**Entries provided**
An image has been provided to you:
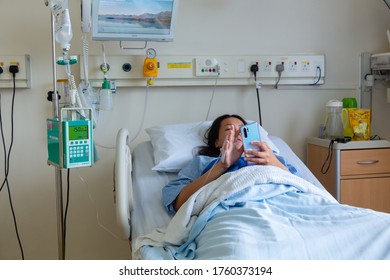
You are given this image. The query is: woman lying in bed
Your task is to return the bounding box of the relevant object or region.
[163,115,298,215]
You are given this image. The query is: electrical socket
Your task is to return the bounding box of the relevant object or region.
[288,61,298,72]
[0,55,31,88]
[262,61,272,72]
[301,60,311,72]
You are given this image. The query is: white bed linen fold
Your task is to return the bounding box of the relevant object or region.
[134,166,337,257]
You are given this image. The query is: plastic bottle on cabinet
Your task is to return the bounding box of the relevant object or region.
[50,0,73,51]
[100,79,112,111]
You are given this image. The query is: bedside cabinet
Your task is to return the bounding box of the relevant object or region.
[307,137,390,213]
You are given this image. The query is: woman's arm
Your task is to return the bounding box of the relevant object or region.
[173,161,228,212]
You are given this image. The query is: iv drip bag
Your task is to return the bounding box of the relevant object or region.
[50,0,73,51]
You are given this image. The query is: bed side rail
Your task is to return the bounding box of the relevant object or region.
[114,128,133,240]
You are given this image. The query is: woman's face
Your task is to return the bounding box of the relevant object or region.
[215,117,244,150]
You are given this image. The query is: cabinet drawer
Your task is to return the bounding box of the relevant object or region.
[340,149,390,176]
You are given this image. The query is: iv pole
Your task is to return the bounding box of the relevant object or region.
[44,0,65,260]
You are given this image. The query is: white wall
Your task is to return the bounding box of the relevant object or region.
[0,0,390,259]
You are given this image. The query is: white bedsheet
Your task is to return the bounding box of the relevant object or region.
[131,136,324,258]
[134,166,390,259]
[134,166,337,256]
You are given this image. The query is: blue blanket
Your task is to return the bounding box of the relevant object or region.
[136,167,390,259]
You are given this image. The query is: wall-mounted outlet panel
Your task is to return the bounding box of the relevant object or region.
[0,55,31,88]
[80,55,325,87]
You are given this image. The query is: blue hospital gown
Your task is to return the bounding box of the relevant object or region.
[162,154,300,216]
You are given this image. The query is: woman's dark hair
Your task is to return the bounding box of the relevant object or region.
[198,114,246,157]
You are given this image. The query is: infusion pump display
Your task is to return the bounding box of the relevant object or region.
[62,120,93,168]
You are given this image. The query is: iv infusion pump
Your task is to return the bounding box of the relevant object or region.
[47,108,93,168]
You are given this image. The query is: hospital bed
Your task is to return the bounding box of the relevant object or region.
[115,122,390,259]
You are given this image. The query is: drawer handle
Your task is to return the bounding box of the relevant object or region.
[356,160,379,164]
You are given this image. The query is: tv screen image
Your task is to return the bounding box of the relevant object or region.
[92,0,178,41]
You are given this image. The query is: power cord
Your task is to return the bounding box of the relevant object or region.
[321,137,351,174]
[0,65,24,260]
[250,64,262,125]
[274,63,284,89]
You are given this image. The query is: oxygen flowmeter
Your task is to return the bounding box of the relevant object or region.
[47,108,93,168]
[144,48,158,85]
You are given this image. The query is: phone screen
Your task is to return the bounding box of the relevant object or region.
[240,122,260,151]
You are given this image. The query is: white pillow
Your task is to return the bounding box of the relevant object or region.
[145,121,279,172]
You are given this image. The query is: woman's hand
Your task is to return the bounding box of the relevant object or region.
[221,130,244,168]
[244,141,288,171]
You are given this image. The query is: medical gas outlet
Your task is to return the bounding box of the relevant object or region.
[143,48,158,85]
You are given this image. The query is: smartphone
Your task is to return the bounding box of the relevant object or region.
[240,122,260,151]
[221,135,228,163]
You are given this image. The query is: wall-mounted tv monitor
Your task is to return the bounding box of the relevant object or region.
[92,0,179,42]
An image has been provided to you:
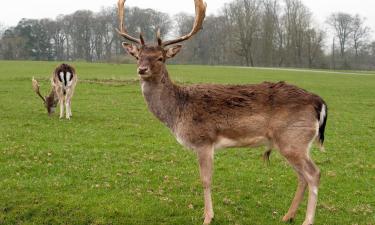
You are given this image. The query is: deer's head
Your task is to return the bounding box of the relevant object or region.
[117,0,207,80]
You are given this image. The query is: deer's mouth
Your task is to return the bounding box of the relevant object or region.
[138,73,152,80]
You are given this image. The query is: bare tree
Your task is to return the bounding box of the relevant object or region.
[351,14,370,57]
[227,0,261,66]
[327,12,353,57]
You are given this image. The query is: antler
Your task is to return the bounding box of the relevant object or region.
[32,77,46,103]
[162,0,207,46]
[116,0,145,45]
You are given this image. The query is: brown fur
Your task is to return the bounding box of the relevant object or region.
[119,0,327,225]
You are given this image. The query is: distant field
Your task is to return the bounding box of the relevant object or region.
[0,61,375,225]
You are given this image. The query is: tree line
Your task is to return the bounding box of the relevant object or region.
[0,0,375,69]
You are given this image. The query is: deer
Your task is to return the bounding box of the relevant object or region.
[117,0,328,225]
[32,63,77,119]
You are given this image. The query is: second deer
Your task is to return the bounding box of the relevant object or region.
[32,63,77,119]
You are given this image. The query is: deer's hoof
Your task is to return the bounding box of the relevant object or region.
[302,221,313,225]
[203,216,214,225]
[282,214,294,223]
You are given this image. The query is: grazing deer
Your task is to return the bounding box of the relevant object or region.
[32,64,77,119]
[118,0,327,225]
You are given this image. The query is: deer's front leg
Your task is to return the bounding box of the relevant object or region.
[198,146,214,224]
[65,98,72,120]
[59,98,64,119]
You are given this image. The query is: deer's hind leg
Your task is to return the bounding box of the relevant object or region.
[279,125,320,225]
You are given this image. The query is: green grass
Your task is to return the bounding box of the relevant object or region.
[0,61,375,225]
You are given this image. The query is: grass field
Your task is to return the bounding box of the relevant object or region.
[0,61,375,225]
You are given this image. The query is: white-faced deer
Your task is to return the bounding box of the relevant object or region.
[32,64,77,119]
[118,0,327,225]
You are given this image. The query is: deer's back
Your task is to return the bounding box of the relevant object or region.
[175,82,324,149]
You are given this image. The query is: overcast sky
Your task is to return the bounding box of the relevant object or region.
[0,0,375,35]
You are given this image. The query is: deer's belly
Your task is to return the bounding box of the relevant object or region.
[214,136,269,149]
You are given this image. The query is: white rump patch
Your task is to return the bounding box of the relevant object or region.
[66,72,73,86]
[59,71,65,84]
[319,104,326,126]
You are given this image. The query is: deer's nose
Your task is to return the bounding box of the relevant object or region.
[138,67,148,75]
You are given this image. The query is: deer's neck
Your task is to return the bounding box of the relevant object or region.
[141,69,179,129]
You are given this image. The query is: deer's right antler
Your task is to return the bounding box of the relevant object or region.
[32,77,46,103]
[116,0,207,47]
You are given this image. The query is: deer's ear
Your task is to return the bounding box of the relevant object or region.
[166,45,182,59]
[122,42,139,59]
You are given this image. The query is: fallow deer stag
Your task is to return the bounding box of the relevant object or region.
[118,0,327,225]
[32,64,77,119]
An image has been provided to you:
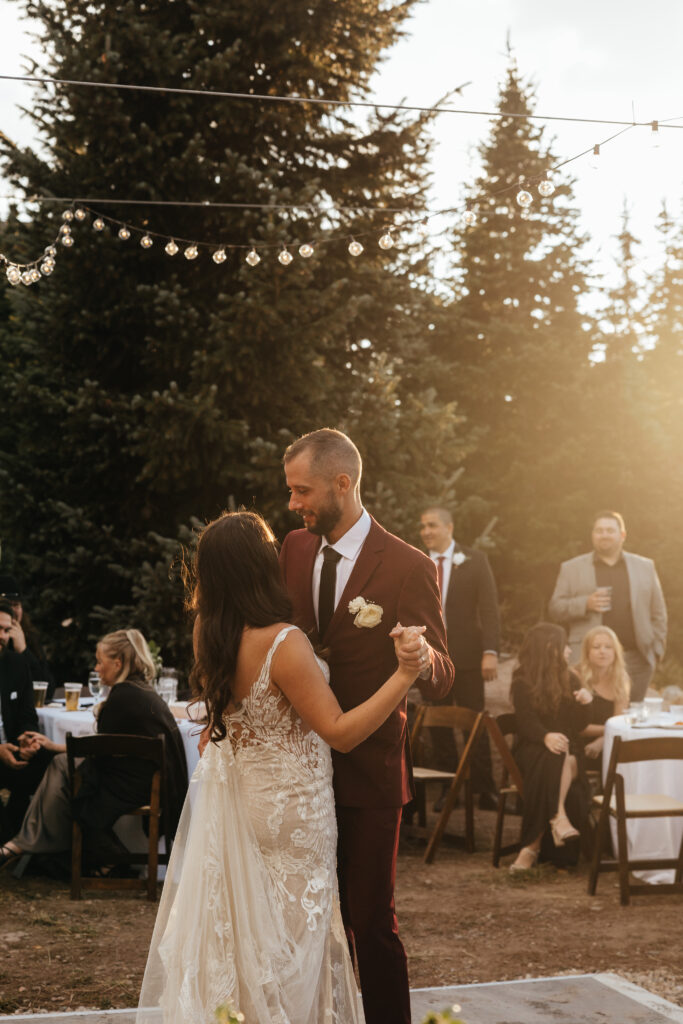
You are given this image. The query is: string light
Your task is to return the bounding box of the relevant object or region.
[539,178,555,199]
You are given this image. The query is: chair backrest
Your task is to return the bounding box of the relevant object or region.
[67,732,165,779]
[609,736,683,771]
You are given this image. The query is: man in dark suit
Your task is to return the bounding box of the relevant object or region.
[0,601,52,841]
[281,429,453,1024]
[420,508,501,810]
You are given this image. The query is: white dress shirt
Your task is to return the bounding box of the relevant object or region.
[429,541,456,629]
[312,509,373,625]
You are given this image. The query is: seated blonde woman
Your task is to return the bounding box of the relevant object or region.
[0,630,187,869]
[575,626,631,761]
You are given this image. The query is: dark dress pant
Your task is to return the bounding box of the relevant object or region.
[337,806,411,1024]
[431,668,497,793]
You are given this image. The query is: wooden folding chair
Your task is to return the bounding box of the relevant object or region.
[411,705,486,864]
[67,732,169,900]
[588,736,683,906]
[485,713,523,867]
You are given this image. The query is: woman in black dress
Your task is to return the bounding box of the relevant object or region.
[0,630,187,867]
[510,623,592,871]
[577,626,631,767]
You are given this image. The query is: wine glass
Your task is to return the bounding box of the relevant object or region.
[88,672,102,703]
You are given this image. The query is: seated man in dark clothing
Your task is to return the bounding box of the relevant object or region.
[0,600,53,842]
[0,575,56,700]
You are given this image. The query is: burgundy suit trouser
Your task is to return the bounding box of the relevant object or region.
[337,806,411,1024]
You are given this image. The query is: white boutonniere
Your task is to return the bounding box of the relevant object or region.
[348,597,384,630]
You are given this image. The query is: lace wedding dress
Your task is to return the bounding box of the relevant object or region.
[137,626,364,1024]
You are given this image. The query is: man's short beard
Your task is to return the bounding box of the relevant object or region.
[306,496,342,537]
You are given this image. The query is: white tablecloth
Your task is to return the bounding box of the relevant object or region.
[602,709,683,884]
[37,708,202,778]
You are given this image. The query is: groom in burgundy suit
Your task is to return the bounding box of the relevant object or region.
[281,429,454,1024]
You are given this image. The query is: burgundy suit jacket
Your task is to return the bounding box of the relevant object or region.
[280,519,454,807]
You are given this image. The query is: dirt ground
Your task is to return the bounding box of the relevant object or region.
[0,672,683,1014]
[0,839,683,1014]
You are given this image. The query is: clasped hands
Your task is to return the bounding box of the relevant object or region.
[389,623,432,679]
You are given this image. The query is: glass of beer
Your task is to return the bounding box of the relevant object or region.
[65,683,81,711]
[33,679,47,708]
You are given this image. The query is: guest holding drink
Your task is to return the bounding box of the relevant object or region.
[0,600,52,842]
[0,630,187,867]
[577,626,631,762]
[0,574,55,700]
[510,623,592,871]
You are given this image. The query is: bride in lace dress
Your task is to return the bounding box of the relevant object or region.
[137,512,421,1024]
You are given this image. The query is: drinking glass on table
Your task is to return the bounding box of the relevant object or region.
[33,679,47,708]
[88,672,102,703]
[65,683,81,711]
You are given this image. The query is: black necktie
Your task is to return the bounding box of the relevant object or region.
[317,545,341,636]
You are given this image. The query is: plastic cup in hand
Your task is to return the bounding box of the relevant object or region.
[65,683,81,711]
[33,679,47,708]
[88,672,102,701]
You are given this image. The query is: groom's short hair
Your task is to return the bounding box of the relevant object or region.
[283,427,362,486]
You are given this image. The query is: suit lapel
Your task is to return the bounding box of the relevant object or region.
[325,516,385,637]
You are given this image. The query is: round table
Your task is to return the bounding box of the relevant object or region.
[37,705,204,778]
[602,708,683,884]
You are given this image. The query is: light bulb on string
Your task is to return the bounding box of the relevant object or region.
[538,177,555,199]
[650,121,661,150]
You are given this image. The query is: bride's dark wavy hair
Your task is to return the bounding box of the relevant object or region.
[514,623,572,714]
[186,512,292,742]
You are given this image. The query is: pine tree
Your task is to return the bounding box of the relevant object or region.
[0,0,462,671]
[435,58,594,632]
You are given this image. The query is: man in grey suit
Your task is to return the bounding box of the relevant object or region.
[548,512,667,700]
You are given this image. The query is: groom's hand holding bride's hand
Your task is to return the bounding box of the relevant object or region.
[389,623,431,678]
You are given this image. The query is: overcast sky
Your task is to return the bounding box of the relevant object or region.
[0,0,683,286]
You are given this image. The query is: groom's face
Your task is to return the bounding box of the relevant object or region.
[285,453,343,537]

**Written problem**
Can you reproduce the rows word for word, from the very first line through the line containing "[340,149,390,176]", that line included, while leaving the pictures out?

**Exercise answer**
An image has been provided to you:
You are given this image. The query is: woman lying in bed
Your task is to return the bounding box of the relevant object or region.
[163,115,298,215]
You are given this image. The query is: electrical socket
Your task is to return the bounding box of the relevant object or region.
[288,61,298,72]
[0,55,31,88]
[262,61,272,72]
[301,60,311,72]
You are given this image. The query is: white bed linen fold
Your task is to return the bounding box of the relevant object or region.
[134,166,337,257]
You are given this image. The query is: plastic bottle on cabinet
Your task is to return the bounding box of the relevant object or region.
[50,0,73,51]
[100,79,112,111]
You are given this image. The query is: bedside cabinet
Your task is to return the bounding box of the relevant object or region.
[307,137,390,213]
You are given this image. The query is: woman's arm
Your task is to return the bounding box of the relevant object or region.
[173,161,228,212]
You are given this image. The query is: iv drip bag
Your task is to return the bounding box of the relevant object or region.
[50,0,73,51]
You are given this image. The query is: bed side rail
Your task is to return the bounding box of the relevant object or region.
[114,128,133,240]
You are given this image. The query is: woman's face
Your task is to return the bounding box of the relevant object or region.
[215,117,244,150]
You are given this image. The query is: cabinet drawer
Your task is to return the bounding box of the relevant object or region.
[340,149,390,176]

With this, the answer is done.